Записи, содержащиеся в наборе данных
_ _ _ _ _

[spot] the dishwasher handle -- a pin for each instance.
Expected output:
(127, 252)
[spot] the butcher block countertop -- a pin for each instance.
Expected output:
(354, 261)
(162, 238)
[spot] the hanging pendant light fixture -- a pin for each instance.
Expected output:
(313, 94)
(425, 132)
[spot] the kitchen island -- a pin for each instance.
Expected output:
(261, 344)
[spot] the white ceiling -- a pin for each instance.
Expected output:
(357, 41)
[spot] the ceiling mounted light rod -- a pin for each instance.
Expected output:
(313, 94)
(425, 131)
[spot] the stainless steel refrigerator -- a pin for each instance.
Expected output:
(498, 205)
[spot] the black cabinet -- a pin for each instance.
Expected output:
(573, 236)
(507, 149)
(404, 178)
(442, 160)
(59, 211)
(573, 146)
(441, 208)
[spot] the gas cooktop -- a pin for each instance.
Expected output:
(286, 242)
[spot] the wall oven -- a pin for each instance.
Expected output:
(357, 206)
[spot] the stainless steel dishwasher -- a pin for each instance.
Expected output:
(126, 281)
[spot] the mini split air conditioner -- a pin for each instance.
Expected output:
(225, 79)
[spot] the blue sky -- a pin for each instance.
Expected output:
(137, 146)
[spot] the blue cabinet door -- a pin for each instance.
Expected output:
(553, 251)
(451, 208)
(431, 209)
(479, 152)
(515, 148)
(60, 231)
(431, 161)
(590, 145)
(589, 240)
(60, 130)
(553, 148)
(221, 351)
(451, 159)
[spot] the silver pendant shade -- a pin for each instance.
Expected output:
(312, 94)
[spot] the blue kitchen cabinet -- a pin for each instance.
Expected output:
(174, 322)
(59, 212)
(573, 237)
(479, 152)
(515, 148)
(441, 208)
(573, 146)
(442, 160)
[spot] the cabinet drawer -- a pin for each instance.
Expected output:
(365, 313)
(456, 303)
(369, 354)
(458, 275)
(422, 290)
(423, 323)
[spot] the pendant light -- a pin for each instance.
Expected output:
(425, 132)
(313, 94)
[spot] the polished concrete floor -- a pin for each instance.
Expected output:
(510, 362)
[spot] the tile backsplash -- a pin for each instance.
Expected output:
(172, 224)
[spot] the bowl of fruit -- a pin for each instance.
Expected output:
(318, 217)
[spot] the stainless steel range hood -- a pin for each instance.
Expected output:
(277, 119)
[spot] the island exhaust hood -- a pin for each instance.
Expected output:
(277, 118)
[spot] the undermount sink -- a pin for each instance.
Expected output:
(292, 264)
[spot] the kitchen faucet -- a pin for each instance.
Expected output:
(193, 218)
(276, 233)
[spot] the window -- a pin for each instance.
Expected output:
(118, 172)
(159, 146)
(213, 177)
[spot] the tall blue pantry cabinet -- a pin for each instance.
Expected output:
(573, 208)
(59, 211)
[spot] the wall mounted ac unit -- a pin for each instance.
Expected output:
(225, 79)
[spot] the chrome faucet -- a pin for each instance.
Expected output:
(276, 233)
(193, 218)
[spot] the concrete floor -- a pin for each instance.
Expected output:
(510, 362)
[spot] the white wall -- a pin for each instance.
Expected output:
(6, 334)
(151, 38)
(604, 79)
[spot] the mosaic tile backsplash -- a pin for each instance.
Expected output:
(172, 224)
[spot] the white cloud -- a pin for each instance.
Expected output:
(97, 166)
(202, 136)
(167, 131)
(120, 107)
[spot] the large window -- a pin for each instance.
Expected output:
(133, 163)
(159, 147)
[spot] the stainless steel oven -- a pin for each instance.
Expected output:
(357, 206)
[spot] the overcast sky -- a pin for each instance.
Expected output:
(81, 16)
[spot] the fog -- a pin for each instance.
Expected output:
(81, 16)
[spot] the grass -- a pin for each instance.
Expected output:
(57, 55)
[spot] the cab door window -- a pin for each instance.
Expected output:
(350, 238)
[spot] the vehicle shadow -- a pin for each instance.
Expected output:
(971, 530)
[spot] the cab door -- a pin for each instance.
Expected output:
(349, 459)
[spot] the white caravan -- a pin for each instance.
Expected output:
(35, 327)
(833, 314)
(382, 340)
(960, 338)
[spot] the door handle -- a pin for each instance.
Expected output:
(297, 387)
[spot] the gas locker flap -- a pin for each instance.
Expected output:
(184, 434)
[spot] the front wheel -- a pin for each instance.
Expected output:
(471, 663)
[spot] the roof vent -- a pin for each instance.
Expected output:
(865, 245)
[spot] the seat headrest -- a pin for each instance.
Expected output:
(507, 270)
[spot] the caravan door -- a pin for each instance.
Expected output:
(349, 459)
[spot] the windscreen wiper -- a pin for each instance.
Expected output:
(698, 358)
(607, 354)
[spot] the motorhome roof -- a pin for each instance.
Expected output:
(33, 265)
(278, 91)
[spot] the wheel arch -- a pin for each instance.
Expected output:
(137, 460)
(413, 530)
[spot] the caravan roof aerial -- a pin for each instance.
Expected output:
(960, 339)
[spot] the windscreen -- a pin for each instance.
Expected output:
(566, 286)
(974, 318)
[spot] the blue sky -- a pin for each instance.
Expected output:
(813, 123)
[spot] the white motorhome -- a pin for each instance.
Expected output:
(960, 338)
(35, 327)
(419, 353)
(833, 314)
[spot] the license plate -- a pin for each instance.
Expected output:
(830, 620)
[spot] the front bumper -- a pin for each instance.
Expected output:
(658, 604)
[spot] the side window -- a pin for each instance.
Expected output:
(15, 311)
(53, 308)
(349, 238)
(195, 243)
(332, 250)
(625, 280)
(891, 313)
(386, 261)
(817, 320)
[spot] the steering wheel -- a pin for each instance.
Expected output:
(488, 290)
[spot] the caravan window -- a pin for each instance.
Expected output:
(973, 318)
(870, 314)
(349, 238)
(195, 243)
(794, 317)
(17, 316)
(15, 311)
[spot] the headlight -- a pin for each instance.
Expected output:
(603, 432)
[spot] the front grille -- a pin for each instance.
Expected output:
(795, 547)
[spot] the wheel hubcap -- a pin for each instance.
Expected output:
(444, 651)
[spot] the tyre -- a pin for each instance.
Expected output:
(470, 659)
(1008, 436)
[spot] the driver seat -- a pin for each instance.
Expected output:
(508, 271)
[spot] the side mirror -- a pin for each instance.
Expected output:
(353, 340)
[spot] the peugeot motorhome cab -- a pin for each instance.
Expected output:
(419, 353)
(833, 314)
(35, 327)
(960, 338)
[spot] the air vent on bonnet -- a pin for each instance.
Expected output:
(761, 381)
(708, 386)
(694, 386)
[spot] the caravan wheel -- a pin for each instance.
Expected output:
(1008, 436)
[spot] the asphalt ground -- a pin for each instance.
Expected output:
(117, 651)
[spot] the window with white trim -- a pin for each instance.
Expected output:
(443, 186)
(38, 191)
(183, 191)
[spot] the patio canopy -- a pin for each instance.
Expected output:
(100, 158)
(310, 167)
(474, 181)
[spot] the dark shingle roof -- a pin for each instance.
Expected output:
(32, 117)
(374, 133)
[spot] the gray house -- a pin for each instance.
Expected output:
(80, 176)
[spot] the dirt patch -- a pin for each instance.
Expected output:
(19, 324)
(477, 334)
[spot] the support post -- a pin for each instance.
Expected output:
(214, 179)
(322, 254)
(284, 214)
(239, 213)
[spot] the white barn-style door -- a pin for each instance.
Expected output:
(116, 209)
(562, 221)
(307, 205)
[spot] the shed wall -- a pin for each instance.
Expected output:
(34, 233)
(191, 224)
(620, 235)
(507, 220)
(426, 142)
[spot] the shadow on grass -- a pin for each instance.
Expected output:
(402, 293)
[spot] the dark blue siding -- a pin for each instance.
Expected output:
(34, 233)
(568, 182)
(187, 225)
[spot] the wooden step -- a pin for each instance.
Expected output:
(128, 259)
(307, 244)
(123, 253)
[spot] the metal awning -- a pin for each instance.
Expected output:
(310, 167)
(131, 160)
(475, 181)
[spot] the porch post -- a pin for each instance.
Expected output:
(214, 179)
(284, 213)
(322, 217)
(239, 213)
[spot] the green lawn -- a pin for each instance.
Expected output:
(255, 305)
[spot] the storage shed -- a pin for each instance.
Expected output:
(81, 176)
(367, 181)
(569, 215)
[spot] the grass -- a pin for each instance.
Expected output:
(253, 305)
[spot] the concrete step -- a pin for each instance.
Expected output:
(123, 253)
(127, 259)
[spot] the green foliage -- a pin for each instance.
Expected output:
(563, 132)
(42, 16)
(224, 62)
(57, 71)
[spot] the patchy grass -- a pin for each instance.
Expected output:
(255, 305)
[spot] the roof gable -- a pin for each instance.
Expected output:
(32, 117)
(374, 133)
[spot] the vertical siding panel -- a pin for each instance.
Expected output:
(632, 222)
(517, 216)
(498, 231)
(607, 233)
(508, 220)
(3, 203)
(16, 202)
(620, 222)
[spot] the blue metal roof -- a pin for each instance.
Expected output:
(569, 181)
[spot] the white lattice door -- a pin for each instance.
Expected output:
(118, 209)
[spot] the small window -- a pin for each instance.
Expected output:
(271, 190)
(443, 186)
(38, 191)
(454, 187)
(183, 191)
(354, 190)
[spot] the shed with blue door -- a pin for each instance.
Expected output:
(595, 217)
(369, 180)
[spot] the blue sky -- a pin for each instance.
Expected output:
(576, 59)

_ _ _ _ _

Что требуется: Перепишите строки, начиная со строки, содержащей «[spot] the roof gable», и заканчивая последней строкой (обе включительно), вместе с запросами. При этом увеличьте на 10 каждую координату точек в ответах.

Готовый ответ:
[spot] the roof gable -- a pin for each instance.
Expected output:
(42, 127)
(384, 143)
[spot] the vertical siding panel -- a pin for each instance.
Expected output:
(642, 232)
(527, 226)
(508, 241)
(617, 243)
(518, 230)
(13, 213)
(26, 212)
(630, 232)
[spot] the blue metal roof -- a pin for each instance.
Expected output:
(579, 191)
[spot] the white lattice door -- a pin for each instance.
Expected output:
(128, 219)
[spot] the small window -- a pin for each instance.
Expected output:
(281, 200)
(453, 196)
(48, 201)
(464, 197)
(193, 201)
(364, 200)
[spot] the shed with blue door -- a pin for each instance.
Expected output:
(605, 227)
(379, 190)
[spot] the blue sky -- a pin for each instance.
Expected output:
(586, 69)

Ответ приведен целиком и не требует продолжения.